>>>
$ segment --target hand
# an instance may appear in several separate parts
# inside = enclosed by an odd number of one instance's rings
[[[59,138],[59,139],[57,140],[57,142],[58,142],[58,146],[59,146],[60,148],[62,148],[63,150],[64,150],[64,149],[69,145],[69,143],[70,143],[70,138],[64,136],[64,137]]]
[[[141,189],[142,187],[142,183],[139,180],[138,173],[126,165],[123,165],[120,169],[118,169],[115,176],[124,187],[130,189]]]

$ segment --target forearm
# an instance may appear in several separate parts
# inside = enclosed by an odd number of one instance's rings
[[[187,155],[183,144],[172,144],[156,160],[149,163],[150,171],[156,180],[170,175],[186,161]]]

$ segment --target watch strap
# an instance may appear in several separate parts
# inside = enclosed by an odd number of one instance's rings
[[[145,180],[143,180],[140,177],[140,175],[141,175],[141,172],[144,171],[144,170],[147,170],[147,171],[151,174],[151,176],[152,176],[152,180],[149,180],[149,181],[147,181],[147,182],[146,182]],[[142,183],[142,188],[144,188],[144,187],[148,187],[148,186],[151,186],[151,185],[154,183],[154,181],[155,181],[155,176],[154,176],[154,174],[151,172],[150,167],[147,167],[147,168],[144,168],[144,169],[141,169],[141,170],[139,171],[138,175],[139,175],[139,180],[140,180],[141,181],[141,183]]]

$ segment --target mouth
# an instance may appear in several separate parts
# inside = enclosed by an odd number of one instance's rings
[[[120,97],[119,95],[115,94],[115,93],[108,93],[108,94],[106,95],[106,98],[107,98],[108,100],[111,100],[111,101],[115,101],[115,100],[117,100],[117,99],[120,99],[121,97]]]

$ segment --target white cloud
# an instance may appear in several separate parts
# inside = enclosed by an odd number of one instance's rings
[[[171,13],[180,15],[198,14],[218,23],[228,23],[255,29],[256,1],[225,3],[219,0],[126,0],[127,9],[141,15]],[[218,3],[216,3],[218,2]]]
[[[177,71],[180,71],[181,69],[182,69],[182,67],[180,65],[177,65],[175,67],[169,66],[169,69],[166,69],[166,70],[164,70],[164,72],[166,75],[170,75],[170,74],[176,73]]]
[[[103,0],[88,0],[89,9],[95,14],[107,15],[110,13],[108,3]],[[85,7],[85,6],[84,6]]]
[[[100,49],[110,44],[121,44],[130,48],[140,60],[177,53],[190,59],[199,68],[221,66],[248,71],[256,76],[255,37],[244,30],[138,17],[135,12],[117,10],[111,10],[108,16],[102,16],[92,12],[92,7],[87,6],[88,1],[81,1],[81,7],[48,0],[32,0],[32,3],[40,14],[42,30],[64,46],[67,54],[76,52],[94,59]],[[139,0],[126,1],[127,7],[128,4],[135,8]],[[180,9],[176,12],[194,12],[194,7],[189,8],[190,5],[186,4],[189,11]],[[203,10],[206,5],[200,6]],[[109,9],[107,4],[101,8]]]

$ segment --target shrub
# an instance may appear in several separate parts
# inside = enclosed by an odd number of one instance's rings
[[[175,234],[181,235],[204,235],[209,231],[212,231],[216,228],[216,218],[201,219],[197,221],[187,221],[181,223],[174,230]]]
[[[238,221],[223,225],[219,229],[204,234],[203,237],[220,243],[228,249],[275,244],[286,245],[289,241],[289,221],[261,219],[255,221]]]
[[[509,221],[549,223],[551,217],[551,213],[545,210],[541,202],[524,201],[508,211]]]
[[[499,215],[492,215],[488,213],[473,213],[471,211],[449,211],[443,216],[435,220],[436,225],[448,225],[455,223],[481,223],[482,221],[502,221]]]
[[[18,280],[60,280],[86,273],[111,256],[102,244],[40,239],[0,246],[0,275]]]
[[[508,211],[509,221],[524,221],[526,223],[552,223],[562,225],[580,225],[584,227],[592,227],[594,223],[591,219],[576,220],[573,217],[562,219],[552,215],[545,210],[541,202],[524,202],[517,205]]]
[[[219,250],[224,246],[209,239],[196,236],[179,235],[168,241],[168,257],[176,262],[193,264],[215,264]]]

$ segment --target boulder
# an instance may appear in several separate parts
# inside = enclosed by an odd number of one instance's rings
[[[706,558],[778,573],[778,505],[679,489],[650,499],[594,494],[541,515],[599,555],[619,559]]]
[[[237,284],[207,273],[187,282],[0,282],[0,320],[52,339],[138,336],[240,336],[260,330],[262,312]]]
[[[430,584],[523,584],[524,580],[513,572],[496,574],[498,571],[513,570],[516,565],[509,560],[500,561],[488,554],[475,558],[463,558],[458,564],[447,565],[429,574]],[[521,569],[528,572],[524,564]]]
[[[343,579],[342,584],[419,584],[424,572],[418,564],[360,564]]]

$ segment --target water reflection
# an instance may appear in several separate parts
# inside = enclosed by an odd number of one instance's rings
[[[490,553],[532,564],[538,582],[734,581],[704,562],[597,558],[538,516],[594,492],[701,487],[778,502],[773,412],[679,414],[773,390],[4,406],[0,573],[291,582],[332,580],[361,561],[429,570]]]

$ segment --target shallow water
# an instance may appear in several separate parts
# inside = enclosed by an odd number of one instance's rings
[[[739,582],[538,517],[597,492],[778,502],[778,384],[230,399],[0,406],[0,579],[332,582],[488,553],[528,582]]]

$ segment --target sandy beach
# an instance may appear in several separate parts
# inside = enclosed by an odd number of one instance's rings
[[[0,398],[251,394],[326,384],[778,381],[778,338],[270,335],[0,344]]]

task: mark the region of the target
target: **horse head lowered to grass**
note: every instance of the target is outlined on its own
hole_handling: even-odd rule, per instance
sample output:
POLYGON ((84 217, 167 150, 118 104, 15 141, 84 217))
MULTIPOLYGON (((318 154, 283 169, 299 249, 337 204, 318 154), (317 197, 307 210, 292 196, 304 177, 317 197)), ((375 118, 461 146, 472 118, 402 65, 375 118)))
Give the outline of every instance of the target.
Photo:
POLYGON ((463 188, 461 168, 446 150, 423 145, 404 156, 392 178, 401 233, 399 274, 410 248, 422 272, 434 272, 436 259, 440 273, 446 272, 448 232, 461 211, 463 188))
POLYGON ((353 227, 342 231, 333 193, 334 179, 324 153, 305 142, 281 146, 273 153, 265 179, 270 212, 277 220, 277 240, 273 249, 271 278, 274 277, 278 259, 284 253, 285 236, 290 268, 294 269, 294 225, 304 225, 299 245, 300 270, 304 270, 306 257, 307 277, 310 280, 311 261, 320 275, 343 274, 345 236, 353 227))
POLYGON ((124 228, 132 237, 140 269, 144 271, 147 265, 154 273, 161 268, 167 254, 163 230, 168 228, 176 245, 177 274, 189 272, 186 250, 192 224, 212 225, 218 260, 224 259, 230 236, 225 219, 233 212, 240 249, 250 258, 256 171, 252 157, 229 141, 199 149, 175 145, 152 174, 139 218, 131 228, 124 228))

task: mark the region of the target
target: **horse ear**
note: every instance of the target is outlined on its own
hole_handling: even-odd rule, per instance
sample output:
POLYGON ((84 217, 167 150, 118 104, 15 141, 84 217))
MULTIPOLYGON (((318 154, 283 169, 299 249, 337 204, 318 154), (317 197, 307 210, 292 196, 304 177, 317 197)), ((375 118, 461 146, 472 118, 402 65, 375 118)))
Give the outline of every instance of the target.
<<<
TASK TO COMPLETE
Count the lines in the records above that contain the string "water", matching case exactly, and reply with only that number.

RESULT OF THE TASK
2